● **List of tasks**
A. List every organization named in the article on uBiome's bankruptcy, including the company itself.
B. Extend the article on uBiome's bankruptcy by writing what follows its last sentence.

● **Page excerpt**

----

Gut health start-up uBiome files for bankruptcy five months after FBI raid

Key Points
  • UBiome said in May, days after it was raided by the FBI, that it would suspend clinical operations.
  • Sources told CNBC at the time that the company had been billing customers multiple times without consent and pressuring its doctors to approve tests with minimal oversight.
  • The company is now heading for Chapter 11 bankruptcy protection as it seeks a buyer.
uBiome co-founder and co-CEO Jessica Richman, who was placed on administrative leave in May 2019 pending an board investigation into the start-ups billing practices.
Reuters | Mike Blake

UBiome, the health-tech start-up that suspended clinical operations earlier this year after its office was raided by the FBI, has filed for Chapter 11 bankruptcy protection.

The company, which sold health tests that could supposedly tell consumers about their gut health, filed for bankruptcy in Delaware and said in a press release on Wednesday that it plans to "facilitate an orderly and efficient sale of its ongoing business, products in development, technology, and lab capabilities." It obtained debt financing from 8VC and Silicon Valley Bank to continue operating and paying employees and customers while it seeks a buyer.

----

● **Data shown**
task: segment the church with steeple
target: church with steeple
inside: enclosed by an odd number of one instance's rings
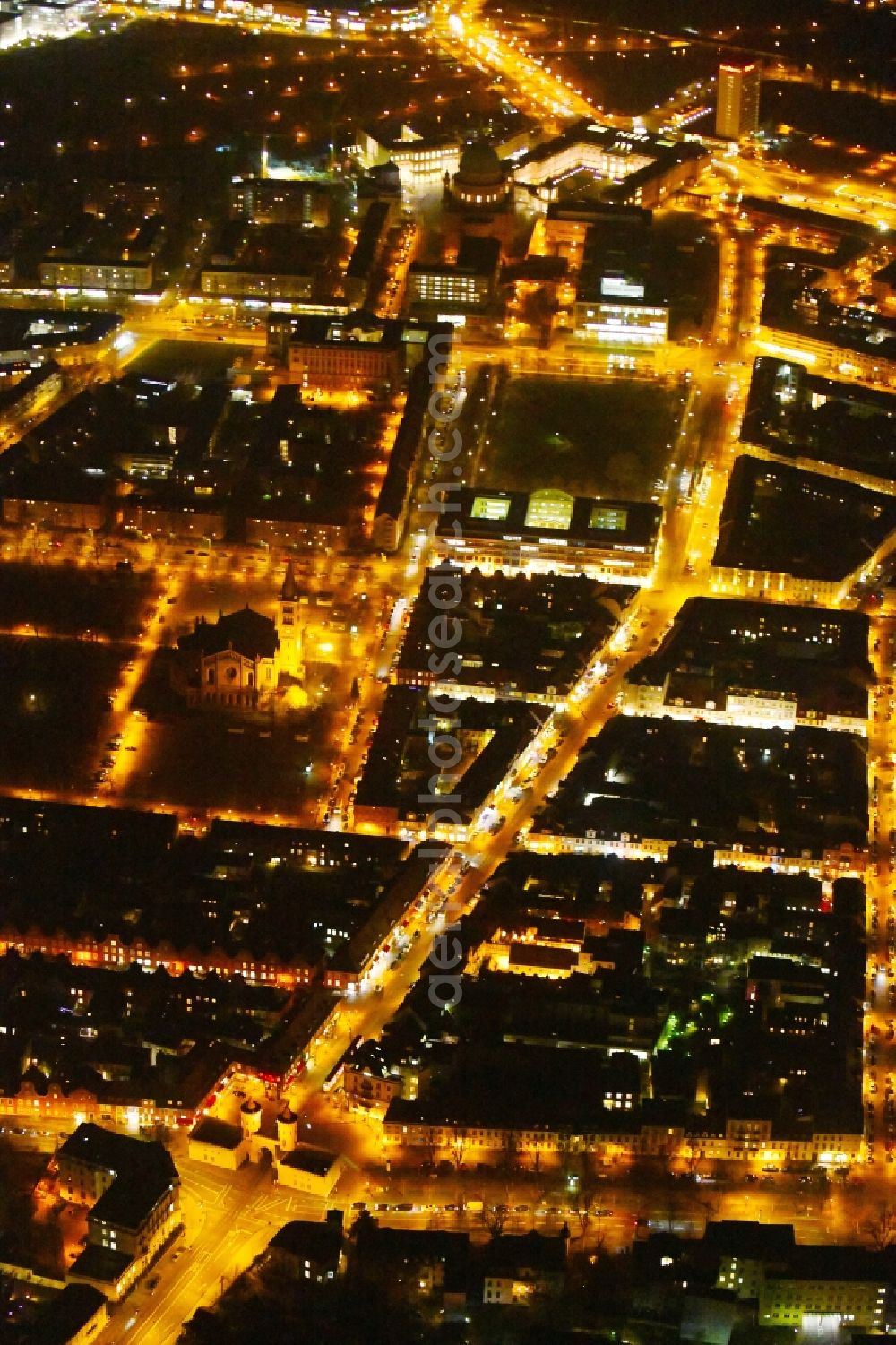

----

● **Per-task answers**
A. uBiome, FBI, CNBC, Reuters, 8VC, Silicon Valley Bank

B.
UBiome was raided in May by the FBI as part of an ongoing probe into its billing practices. Sources told CNBC around that time that the company was billing consumers multiple times without their consent, and insurance plans were beginning to reject the claims.

Co-founders Jessica Richman and Zachary Apte were put on administrative leave while the board investigated the matter.

Acting CEO Curtis Solsvig said in Wednesday's statement that "uBiome's business will be better positioned for success under new ownership."

The company, which raised more than $100 million in venture financing from investors including 8VC and Y Combinator, said it would continue to sell one of its tests and maintain some staffing to support the product.